== PAGE ==

Rabbi Akiva (illustration from the 1568 Mantua Haggadah)
A Midrash expanded on the plea of Moses and Aaron to God in Numbers 16:22 and God’s reply in Numbers 16:24. The Midrash taught that Moses told God that a mortal king who is confronted with an uprising in a province of his kingdom would send his legions to kill all the inhabitants of the province — both innocent and the guilty — because the king would not know who rebelled and who did not. But God knows the hearts and thoughts of each and every person, knows who sinned and who did not, and knows who rebelled and who did not. That is why Moses and Aaron asked God in Numbers 16:22, “Shall one man sin, and will You be wrath with all the congregation?” The Midrash taught that God replied that they had spoken well, and God would make known who had sinned and who had not.
Reading Song of Songs6:11, “I went down into the garden of nuts,” to apply to Israel, a Midrash taught that just as when one takes a nut from a stack of nuts, all the rest come toppling over, so if a single Jew is smitten, all Jews feel it, as Numbers 16:22 says, “Shall one man sin, and will You be angry with all the congregation?”

== DATA SUPPLIED ==
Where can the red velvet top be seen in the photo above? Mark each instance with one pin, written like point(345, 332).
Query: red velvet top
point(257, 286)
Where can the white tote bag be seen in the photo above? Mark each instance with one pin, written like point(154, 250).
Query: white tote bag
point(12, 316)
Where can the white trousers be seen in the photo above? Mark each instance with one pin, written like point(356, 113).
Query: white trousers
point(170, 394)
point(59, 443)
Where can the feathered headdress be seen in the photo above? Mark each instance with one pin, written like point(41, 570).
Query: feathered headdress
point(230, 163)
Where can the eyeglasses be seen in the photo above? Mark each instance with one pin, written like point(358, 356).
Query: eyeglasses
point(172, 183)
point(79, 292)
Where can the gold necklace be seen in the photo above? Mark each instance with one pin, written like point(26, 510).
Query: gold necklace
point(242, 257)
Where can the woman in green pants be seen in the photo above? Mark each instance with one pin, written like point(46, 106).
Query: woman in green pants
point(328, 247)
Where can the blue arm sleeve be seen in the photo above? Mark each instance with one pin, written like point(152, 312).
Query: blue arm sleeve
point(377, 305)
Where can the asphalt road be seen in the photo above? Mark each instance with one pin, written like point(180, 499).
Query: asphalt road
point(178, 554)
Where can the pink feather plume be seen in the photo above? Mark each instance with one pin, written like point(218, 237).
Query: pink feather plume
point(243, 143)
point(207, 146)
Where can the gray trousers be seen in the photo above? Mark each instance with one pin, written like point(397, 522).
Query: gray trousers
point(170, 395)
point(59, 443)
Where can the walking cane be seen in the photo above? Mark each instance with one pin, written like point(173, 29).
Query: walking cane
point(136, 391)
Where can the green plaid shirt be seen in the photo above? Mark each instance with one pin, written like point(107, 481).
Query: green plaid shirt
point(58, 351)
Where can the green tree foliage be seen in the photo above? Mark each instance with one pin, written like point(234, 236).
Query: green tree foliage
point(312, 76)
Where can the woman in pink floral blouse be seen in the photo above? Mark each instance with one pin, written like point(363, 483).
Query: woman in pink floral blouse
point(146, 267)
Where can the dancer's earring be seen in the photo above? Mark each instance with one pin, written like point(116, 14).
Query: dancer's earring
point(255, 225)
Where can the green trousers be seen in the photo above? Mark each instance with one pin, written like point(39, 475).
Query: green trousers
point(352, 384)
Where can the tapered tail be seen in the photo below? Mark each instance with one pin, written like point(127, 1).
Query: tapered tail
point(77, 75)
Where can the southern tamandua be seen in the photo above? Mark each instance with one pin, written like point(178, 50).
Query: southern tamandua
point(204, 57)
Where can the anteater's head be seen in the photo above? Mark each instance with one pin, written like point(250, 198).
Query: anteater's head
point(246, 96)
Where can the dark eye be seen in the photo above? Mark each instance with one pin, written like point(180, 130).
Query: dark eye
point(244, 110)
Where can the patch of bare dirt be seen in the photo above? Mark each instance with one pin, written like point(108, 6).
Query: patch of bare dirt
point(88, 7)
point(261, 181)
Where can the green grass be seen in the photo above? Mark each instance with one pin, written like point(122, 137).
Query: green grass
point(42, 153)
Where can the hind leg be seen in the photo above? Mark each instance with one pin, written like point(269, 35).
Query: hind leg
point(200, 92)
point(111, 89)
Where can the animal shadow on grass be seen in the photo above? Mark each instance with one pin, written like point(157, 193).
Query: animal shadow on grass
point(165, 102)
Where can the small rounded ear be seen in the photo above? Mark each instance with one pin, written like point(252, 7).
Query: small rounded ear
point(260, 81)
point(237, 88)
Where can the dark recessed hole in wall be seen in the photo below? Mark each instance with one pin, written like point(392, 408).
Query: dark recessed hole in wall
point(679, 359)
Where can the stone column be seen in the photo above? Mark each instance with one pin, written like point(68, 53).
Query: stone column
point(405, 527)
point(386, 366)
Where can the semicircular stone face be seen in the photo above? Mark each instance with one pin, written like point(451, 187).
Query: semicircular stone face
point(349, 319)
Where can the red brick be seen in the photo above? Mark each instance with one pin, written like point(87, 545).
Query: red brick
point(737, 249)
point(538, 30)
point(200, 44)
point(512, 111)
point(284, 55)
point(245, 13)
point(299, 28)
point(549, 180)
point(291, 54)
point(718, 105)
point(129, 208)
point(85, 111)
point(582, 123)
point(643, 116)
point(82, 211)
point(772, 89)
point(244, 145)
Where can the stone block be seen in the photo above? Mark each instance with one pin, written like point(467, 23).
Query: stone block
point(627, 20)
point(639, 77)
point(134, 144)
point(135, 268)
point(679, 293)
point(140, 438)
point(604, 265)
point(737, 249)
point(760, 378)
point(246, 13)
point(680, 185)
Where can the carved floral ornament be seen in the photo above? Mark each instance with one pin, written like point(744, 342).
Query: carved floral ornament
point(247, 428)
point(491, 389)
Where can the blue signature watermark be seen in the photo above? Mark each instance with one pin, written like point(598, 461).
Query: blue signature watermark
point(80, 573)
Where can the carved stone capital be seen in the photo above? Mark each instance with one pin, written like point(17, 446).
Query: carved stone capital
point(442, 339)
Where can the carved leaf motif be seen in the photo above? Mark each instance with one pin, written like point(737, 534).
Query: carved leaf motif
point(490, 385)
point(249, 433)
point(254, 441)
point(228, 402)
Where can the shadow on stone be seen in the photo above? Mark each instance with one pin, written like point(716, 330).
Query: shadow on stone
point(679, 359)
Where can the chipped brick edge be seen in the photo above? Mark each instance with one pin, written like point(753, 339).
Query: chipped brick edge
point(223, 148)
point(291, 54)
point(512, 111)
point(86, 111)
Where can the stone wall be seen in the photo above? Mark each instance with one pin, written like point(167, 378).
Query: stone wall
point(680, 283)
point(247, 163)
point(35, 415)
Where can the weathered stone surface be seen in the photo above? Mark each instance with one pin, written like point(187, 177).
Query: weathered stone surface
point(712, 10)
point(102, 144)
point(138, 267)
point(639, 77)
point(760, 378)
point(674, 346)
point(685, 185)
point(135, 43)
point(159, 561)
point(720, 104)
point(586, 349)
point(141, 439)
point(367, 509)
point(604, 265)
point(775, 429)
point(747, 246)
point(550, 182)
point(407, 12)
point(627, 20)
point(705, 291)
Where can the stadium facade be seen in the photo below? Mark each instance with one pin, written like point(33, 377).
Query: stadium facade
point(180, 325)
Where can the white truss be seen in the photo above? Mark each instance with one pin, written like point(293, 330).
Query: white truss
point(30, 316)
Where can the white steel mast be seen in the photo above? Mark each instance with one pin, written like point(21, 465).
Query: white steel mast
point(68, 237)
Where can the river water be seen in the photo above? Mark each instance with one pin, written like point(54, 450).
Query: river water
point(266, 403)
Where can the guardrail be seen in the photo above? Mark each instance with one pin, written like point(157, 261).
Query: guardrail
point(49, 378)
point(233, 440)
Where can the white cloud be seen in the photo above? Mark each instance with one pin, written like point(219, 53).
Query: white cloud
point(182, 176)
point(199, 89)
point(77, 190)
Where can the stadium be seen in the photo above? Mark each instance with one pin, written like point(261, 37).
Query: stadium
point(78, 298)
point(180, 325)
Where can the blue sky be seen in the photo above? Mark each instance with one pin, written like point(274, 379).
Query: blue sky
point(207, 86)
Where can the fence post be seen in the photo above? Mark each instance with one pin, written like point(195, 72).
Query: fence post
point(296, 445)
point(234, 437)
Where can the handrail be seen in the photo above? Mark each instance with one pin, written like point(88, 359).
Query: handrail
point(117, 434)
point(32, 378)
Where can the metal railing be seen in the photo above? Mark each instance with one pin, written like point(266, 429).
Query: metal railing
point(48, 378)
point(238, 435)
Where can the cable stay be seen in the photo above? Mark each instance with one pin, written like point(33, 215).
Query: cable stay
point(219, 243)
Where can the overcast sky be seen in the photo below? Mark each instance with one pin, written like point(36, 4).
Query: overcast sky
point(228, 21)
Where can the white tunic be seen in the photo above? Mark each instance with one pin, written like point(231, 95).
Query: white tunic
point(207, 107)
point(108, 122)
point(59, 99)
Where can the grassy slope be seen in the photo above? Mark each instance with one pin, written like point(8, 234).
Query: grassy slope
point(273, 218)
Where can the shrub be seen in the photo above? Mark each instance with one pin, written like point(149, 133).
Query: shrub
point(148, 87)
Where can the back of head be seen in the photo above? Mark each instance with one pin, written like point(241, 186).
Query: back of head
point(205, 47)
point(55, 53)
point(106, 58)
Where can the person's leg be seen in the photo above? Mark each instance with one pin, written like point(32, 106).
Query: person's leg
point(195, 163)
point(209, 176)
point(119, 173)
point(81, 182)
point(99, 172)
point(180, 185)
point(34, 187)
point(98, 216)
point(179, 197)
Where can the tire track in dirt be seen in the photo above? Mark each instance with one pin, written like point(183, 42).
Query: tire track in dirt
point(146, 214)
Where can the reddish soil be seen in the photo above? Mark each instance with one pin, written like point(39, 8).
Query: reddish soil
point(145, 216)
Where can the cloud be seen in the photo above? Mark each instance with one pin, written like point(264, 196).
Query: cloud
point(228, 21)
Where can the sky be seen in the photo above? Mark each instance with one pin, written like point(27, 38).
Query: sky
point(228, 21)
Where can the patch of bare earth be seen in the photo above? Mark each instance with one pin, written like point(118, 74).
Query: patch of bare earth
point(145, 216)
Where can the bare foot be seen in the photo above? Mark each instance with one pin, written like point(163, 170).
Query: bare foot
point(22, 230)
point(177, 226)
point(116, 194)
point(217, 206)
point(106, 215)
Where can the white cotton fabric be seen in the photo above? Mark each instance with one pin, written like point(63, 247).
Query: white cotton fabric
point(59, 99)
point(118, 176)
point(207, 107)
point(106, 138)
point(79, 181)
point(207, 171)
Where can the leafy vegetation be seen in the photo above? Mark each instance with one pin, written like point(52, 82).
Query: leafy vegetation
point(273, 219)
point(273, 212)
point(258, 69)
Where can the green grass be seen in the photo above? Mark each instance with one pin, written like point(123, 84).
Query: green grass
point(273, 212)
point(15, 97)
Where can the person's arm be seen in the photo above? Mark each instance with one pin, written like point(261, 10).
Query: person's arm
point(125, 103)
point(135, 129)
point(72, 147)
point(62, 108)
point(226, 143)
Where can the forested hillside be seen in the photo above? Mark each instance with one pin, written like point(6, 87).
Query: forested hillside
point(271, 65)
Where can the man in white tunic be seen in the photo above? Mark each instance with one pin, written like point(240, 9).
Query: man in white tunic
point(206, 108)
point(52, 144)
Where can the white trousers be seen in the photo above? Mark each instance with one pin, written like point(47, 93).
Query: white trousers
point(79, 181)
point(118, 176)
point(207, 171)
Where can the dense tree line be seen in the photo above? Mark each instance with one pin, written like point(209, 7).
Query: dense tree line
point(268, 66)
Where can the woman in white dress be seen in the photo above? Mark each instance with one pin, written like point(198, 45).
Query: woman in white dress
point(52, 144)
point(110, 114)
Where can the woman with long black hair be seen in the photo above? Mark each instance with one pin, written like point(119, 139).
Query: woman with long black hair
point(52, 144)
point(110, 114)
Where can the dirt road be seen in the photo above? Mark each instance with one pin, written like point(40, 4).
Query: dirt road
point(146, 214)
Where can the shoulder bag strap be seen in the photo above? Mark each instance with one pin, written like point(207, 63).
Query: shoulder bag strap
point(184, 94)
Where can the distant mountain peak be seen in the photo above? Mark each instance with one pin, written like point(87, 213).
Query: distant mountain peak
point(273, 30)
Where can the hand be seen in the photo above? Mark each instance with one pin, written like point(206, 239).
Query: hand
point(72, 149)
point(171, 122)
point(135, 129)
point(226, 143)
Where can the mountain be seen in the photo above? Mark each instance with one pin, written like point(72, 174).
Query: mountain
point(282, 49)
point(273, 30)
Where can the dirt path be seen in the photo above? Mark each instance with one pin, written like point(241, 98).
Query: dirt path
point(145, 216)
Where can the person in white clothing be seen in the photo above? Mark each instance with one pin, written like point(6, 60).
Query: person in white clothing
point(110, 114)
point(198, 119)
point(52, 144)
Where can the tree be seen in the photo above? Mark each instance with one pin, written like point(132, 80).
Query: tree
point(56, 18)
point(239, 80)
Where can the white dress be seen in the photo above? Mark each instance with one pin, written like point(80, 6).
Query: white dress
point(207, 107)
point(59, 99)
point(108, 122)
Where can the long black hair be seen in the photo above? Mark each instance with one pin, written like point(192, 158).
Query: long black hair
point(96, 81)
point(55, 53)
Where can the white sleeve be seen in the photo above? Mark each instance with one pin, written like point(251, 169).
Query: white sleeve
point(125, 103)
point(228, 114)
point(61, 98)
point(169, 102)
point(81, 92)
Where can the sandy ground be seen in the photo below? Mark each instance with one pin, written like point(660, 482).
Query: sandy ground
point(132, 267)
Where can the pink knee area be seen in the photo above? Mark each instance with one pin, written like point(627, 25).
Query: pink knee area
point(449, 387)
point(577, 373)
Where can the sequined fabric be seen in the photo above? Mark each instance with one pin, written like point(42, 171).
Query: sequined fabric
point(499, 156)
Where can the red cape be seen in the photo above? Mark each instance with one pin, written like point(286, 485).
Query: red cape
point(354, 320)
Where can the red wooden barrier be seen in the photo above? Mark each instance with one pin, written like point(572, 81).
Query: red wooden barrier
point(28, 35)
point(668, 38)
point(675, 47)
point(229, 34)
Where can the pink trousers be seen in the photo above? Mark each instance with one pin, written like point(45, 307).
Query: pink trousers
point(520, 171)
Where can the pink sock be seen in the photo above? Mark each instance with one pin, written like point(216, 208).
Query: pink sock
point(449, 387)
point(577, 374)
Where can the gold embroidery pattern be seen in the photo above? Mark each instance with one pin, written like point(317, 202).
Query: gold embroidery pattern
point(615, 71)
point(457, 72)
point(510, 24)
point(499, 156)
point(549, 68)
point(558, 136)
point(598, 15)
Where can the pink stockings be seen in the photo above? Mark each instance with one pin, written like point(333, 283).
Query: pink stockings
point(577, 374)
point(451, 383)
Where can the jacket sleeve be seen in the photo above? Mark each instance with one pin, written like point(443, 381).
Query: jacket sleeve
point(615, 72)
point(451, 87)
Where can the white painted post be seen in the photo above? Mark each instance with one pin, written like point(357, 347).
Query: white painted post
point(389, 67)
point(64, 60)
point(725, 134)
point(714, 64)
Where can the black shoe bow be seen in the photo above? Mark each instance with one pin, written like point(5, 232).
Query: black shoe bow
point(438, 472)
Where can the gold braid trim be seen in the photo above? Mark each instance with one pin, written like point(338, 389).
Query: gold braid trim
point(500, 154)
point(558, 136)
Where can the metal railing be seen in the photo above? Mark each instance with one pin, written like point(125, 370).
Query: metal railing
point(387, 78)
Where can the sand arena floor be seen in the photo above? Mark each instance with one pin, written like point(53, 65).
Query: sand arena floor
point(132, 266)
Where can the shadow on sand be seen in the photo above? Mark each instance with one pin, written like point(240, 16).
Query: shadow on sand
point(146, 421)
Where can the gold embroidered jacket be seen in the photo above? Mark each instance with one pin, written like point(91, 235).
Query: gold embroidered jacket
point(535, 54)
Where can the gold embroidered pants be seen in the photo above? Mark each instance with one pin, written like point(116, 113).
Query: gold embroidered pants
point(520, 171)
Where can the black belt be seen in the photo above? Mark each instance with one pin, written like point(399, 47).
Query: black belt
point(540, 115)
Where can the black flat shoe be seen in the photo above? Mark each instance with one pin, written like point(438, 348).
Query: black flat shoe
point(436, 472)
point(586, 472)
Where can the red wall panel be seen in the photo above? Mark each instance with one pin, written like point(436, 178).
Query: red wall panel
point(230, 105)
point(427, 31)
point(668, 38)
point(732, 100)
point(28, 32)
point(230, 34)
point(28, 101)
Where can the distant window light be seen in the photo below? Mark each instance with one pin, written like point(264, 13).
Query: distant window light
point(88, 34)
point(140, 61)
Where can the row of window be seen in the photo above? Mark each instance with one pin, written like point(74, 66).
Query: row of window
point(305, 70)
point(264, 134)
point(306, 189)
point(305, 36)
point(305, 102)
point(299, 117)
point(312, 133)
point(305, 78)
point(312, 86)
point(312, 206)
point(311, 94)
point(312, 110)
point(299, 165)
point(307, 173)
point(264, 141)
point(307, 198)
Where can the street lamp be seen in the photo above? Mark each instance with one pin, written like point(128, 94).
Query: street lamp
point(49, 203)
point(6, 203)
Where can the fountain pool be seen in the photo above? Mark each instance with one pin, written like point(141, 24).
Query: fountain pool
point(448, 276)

== WORK TO DO ==
1) List every Bible verse reference cited in the Midrash passage.
2) Answer these from the Midrash passage:
(a) What does a mortal king send against a rebelling province?
(b) What did God tell Moses and Aaron about how they had spoken?
(c) In the nut comparison, what happens when one nut is taken from a stack?
3) Carry on the Midrash passage from its last sentence.

== REPLIES ==
1)
Numbers 16:22
Numbers 16:24
Song of Songs 6:11

2)
(a) His legions.
(b) That they had spoken well.
(c) All the rest come toppling over.

3)
Rabbi Berekiah read Numbers 16:27 to teach how inexorably destructive dispute is. For the Heavenly Court usually does not impose a penalty until a sinner reaches the age of 20. But in Korah’s dispute, even one-day-old babies were consumed by the fire and swallowed up by the earth. For Numbers 16:27 says, “with their wives, and their sons, and their little ones.”
The Mishnah in Pirkei Avot taught that the opening of the earth’s mouth in Numbers 16:32 was one of ten miracles that God created at the end of the first week of creation at the eve of the first Sabbath at twilight.
Rabbi Akiva interpreted Numbers 16:33 to teach that Korah’s assembly will have no portion in the world to come, as the words “the earth closed upon them” reported that they died in this world, and the words “they perished from among the assembly” implied that they died in the next world, as well. But Rabbi Eliezer disagreed, reading 1 Samuel2:6 to speak of Korah’s assembly when it said: “The Lord kills, and makes alive; He brings down to the grave, and brings up.” The Gemara cited a Tanna who concurred with Rabbi Eliezer’s position: Rabbi Judah ben Bathyra likened Korah’s assembly to a lost article, which one seeks, as Psalm119:176 said: “I have gone astray like a lost sheep; seek Your servant.”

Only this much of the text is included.